START THE DATA

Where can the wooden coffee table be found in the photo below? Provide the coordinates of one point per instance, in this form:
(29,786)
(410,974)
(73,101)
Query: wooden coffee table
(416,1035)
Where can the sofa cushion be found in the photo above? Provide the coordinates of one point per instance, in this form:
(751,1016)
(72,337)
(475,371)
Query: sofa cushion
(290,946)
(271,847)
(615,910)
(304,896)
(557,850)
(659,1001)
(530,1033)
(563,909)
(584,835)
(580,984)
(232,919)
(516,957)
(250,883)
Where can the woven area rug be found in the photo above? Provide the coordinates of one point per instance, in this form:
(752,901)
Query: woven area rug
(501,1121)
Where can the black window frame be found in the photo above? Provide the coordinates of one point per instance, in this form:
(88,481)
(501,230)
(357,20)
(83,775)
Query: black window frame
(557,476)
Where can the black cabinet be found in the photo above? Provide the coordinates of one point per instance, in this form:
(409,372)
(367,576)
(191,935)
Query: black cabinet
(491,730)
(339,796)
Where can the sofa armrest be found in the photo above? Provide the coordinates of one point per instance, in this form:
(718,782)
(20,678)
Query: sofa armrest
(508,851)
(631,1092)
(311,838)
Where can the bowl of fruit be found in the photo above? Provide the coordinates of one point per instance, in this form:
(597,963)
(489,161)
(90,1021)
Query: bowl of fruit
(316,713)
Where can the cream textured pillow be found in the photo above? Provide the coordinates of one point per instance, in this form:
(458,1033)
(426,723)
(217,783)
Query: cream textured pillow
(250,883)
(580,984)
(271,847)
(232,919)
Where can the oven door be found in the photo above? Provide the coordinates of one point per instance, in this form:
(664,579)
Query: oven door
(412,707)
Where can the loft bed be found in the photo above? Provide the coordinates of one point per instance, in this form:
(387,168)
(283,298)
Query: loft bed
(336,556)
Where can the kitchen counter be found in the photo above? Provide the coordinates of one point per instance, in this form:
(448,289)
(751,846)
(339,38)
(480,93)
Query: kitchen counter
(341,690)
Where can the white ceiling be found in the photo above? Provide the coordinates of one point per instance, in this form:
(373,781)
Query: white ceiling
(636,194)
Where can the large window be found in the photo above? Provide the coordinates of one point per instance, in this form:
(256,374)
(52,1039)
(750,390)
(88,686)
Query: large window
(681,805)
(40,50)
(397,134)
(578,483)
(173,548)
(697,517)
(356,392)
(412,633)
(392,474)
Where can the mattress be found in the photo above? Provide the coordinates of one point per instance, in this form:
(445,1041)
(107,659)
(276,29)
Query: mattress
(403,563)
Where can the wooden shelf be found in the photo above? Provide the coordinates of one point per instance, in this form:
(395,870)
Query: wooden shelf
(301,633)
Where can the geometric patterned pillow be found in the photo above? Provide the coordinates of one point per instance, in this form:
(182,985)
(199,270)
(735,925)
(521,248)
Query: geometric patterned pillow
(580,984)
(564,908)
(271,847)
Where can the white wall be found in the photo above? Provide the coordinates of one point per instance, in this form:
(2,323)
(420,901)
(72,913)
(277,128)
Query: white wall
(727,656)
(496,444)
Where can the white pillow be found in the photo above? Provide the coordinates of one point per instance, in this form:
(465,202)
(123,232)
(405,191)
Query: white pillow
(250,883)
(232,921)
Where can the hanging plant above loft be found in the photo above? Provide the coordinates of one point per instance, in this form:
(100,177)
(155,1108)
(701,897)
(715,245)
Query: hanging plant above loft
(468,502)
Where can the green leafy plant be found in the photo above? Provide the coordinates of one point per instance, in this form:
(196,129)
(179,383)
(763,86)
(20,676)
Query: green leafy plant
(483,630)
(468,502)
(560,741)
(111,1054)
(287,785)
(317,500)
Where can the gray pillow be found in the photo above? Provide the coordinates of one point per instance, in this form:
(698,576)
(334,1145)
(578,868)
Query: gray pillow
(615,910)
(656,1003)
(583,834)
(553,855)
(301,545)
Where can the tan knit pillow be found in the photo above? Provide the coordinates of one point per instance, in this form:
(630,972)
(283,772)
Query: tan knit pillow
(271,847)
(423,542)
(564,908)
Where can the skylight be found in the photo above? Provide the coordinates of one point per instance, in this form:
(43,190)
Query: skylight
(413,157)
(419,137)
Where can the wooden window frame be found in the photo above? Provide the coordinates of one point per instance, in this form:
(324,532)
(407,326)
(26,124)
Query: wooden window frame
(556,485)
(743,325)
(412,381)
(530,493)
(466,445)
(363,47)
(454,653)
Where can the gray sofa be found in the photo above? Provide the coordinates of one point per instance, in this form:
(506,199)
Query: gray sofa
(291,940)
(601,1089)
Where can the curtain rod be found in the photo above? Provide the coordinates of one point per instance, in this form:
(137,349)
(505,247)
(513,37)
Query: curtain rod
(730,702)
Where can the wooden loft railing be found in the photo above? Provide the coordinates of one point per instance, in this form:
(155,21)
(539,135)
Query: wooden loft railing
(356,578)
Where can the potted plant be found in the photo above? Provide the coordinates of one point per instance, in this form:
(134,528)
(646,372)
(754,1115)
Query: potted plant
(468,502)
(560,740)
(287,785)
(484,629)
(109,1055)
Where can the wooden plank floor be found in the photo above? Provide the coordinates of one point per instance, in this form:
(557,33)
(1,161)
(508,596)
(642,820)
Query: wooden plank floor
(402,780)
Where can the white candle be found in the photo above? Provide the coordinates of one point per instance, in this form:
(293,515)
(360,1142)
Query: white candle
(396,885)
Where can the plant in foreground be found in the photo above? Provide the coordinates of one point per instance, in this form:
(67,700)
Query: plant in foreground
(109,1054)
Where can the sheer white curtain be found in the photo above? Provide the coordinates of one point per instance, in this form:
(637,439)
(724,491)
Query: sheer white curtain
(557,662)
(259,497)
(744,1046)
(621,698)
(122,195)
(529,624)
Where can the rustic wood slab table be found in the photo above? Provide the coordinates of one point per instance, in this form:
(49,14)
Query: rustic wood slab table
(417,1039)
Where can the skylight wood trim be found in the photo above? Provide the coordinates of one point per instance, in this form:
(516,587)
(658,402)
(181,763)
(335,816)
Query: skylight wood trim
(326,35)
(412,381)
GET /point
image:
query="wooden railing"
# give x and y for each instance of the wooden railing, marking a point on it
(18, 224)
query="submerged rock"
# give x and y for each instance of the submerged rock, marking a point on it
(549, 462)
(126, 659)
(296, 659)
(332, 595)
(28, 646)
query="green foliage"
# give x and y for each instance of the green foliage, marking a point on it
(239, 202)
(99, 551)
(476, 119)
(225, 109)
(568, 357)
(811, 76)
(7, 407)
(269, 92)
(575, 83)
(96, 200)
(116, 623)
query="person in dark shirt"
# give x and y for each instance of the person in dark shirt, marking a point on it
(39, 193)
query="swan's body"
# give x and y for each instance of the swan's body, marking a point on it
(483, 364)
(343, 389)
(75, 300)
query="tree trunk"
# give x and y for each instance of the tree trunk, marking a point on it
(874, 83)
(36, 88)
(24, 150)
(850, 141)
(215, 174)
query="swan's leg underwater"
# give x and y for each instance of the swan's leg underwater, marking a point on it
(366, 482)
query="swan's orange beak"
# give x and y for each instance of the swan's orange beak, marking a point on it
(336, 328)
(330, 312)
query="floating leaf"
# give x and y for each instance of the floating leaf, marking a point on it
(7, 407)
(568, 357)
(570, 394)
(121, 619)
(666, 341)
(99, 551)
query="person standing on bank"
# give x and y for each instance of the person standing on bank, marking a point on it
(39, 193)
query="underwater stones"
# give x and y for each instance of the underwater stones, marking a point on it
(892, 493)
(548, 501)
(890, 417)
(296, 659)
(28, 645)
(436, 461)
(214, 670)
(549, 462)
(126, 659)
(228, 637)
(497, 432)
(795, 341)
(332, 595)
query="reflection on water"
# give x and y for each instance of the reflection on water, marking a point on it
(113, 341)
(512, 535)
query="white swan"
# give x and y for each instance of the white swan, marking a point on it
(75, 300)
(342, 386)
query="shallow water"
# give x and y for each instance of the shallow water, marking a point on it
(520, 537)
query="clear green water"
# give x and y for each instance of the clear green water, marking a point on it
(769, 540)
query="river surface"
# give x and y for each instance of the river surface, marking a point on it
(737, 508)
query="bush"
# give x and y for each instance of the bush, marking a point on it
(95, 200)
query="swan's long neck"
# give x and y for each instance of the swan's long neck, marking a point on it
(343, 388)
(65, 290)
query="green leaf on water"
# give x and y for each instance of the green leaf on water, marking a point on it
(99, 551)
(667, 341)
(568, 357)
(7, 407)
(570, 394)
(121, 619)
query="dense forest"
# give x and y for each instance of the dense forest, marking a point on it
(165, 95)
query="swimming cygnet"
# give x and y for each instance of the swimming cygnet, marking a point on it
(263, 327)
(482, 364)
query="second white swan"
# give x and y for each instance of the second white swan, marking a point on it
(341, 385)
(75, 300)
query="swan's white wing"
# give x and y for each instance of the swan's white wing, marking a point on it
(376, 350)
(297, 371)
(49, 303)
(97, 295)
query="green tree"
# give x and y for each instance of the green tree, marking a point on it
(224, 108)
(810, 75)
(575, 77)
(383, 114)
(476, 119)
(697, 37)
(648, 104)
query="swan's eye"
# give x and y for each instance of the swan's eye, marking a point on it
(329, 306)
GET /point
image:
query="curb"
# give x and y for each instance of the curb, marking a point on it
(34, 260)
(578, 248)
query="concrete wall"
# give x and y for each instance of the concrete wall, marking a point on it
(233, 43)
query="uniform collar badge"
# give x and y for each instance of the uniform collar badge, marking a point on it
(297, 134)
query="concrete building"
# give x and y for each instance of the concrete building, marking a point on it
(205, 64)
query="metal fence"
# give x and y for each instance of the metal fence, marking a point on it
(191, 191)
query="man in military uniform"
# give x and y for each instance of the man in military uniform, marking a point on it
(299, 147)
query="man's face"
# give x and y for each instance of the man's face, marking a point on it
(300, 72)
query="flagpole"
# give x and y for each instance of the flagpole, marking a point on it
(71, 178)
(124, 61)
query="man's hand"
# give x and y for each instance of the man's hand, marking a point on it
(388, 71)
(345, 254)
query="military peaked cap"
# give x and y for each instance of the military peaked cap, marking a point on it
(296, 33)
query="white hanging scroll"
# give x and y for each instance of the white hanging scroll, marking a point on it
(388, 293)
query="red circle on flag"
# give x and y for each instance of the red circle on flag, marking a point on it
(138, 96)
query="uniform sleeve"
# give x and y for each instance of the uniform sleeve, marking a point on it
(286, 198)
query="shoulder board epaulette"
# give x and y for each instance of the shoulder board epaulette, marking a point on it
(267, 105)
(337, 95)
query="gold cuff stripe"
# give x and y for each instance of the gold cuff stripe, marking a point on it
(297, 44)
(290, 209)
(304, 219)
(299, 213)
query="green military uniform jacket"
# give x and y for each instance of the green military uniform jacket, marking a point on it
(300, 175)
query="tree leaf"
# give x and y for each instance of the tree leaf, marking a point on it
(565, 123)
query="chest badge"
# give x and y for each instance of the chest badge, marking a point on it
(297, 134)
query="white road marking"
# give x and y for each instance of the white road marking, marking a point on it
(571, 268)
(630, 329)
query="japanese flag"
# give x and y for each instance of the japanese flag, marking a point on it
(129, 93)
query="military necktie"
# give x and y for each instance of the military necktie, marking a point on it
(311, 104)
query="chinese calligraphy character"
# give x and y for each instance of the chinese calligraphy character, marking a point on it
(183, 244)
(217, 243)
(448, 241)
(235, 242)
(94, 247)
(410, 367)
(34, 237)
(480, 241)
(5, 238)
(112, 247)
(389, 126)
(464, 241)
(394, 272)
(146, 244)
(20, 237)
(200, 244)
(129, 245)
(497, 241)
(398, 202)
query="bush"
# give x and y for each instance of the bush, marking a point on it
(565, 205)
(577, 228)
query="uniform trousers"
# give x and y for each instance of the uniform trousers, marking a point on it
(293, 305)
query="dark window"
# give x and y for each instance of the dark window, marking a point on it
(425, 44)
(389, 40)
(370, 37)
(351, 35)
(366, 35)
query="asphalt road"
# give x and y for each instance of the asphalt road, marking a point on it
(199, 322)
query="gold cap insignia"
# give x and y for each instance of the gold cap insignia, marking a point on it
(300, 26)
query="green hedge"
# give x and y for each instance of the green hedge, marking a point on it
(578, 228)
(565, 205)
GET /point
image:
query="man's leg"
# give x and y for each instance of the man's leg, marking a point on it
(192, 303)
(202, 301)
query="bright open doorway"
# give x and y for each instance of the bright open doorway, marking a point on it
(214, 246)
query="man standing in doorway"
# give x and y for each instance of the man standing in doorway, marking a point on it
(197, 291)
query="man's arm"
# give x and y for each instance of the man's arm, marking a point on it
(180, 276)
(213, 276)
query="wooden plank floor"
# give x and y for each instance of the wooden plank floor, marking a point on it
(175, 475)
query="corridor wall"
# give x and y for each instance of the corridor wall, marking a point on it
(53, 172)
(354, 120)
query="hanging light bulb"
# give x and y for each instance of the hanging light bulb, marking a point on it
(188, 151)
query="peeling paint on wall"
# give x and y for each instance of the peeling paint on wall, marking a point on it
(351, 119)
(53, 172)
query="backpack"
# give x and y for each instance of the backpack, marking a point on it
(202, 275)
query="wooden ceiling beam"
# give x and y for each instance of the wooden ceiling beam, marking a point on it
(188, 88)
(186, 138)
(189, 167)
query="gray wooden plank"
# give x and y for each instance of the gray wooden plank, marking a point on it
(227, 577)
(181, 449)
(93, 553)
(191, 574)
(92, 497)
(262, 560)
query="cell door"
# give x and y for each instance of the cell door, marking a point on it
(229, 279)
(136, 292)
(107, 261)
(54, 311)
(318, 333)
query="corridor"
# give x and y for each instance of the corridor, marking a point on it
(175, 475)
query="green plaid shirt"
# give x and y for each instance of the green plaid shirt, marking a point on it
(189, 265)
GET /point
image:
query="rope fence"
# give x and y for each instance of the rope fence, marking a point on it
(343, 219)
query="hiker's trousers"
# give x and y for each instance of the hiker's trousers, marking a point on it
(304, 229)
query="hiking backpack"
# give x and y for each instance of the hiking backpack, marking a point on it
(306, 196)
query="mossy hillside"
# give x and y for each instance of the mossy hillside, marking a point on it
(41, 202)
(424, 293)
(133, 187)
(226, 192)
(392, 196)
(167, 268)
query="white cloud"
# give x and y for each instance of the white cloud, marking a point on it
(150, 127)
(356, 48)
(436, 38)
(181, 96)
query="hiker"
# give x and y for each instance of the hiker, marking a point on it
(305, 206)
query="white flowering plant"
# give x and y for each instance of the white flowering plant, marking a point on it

END THE DATA

• _WHAT NEEDS TO BE DONE_: Pull out every line of the material above that contains the word "sofa", and reproduce each of those lines in full.

• _EXPECTED ANSWER_:
Where can the sofa cushion be found in the photo above? Provide the coordinates of one point per instance, in this form:
Query: sofa cushion
Where can the sofa armrest be found in the photo above? Provide the coordinates of one point per instance, in this form:
Query: sofa armrest
Where can the gray sofa be found in the photo above? Provide the coordinates of one point per instance, in this form:
Query: gray sofa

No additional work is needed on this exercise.